### THE PROBLEM
Locate each line of the material below that contains the word "after", and copy those lines.

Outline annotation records
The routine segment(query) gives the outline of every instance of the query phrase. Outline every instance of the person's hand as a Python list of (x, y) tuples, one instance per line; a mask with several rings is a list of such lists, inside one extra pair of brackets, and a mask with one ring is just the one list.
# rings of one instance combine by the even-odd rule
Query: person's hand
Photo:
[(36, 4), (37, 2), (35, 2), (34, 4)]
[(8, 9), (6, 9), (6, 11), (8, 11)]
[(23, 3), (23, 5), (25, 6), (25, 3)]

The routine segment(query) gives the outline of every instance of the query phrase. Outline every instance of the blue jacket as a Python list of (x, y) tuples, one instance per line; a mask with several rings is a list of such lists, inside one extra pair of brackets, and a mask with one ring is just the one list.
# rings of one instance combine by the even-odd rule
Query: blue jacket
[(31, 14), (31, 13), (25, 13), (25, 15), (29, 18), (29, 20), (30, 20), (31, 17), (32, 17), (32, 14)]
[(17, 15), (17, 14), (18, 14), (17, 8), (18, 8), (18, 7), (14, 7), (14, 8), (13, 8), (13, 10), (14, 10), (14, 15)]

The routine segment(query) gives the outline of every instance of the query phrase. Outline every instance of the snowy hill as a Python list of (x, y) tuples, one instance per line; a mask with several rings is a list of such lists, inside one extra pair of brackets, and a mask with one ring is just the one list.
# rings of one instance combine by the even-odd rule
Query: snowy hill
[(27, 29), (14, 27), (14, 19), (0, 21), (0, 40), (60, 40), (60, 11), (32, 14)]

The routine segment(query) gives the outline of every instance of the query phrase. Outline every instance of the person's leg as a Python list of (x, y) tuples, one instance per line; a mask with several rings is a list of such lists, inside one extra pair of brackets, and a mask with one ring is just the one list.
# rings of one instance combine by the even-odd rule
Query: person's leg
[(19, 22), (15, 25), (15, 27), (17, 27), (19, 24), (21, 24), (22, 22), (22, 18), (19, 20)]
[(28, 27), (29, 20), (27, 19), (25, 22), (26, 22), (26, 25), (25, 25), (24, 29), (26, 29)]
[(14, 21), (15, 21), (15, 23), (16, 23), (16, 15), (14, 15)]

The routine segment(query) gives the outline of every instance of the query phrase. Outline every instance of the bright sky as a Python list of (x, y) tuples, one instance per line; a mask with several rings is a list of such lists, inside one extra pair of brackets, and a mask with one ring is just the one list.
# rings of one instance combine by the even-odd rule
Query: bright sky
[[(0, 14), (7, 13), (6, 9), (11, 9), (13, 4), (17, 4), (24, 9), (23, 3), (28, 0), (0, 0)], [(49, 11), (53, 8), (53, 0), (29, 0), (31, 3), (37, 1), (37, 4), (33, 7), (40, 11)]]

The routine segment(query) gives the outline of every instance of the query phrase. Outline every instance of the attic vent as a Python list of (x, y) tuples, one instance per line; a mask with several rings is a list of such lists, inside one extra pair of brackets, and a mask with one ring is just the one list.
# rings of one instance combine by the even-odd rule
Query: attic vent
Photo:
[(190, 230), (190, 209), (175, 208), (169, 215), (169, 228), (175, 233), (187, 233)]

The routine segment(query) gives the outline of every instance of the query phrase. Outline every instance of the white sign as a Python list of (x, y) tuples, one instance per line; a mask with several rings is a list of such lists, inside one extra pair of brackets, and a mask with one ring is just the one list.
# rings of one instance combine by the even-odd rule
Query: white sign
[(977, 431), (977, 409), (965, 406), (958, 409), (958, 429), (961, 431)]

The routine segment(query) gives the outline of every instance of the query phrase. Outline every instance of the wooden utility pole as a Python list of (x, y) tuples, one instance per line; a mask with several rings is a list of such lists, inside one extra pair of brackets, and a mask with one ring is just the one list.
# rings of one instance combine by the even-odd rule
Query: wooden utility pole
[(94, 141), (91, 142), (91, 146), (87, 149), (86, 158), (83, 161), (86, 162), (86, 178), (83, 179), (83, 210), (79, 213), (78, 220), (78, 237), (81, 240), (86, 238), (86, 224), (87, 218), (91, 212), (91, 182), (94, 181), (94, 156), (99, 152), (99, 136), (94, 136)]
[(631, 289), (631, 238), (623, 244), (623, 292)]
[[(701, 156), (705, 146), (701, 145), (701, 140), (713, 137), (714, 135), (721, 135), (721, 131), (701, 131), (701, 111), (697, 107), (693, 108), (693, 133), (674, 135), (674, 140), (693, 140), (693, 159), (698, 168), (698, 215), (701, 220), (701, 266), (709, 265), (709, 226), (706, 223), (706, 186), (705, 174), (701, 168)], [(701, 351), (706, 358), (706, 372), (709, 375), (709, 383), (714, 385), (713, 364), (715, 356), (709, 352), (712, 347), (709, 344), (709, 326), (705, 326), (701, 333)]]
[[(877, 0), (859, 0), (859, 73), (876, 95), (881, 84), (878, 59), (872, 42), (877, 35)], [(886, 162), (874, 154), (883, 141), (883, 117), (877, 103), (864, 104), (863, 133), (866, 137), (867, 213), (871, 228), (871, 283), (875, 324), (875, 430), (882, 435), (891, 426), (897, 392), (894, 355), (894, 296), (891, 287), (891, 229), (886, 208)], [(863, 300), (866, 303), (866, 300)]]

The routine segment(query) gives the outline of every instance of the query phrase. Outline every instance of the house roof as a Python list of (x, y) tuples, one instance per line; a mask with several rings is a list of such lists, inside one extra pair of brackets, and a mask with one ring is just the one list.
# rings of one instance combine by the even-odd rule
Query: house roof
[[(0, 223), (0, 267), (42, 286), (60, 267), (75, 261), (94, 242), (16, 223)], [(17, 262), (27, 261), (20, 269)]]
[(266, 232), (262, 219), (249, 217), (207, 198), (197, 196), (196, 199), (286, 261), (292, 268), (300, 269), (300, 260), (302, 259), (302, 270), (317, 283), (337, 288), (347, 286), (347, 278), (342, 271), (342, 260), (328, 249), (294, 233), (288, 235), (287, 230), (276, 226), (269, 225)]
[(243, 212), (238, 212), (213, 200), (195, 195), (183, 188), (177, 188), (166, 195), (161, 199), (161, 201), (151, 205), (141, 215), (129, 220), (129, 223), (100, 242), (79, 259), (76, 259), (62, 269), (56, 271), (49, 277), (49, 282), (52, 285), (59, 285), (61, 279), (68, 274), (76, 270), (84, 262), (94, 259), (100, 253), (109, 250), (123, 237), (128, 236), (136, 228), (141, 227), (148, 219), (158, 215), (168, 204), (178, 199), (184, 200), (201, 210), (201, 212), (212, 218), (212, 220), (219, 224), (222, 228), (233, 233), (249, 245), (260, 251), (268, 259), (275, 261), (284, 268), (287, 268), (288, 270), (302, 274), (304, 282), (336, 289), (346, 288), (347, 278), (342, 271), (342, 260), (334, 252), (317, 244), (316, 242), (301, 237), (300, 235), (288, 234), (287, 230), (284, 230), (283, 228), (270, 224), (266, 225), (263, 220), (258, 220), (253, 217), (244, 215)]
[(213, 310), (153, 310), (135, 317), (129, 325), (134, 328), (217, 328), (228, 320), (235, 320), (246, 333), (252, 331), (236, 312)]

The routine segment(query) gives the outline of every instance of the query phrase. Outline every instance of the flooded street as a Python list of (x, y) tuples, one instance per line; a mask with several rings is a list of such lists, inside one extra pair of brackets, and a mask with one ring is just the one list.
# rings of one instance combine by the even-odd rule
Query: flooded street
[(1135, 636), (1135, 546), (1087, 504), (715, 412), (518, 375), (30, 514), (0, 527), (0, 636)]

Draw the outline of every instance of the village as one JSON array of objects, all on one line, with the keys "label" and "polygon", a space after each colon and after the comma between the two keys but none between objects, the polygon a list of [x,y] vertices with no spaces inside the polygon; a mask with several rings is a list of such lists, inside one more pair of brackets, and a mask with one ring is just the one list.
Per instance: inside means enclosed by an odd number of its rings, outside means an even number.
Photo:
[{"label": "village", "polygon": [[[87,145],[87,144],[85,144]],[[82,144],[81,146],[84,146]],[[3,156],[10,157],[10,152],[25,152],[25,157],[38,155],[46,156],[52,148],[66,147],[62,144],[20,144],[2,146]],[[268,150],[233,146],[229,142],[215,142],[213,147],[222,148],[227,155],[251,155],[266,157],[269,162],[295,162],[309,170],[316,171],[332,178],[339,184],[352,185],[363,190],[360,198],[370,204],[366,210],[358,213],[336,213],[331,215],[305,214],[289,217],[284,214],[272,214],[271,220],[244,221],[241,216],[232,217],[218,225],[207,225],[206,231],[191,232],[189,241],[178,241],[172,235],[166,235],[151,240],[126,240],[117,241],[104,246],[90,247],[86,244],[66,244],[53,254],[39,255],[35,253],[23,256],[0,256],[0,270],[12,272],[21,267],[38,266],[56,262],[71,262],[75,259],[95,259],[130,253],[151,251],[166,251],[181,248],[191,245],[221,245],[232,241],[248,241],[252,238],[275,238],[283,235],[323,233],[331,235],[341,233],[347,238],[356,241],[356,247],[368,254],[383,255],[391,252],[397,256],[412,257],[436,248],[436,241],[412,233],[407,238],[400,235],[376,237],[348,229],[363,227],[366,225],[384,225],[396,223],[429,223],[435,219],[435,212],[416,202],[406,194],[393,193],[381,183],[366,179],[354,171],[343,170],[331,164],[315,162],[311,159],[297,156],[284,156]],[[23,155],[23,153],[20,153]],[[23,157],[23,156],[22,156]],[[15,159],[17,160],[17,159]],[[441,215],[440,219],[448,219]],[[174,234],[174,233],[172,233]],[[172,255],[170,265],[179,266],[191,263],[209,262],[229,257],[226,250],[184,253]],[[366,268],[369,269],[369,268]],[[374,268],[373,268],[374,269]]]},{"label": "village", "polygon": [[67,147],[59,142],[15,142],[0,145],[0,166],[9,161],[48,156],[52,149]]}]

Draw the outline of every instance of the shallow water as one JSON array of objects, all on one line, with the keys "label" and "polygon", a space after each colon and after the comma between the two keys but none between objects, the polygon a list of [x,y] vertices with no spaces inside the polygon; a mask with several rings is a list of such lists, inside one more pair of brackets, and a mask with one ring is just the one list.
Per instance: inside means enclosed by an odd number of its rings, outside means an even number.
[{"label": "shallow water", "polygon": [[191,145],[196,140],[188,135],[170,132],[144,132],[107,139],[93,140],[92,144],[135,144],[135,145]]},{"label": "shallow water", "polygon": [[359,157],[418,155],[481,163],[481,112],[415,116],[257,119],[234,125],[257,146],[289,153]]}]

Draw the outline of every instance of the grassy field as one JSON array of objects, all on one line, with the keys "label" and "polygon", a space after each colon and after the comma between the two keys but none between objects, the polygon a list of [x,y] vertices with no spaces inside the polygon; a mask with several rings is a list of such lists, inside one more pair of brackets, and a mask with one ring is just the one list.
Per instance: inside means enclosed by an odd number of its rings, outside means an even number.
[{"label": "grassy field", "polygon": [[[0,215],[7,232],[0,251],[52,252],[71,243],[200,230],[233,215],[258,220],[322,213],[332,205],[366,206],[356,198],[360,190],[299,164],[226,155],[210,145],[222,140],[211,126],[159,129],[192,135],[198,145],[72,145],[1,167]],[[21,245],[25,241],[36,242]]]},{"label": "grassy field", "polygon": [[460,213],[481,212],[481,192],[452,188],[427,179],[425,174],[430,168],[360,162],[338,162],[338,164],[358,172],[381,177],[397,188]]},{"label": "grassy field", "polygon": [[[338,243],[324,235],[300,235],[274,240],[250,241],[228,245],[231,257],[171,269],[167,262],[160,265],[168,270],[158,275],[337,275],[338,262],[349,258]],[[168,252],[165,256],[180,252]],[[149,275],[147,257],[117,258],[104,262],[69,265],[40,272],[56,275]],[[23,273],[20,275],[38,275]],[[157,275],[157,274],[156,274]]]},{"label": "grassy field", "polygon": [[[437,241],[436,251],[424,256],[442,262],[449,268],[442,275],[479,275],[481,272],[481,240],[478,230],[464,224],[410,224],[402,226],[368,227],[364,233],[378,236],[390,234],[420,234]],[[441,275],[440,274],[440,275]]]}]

### COMPLETE RESPONSE
Draw the outline of every instance of the village as one JSON array of objects, all on one line, with the keys "label" and "polygon", a space after each colon and after the comma between the two keys but none between objects, the polygon a list of [x,y] vertices with no spaces inside the polygon; a mask with several rings is a list of such lists, inside one more pair of brackets, and a mask with one ring is just the one list.
Draw the outline of every instance of the shallow water as one JSON array of objects, all on one line, with the keys "label" and "polygon", a space after each colon and after the comma between the two keys but none between objects, the polygon a list of [x,y] vertices with no spaces inside the polygon; a mask with several rings is a list of such lists, inside one more pair of brackets, and a mask with one ring is just the one list.
Draw the outline of every instance of the grassy field as one JSON array of objects, all on one line, with the keys "label" and "polygon", a space after each colon and after the comma between the two keys but none between objects, the polygon a list of [x,y] vertices with no spaces inside the polygon; a mask with several rings is a list of such lists, inside one more pair of brackets, and a mask with one ring is just the one list.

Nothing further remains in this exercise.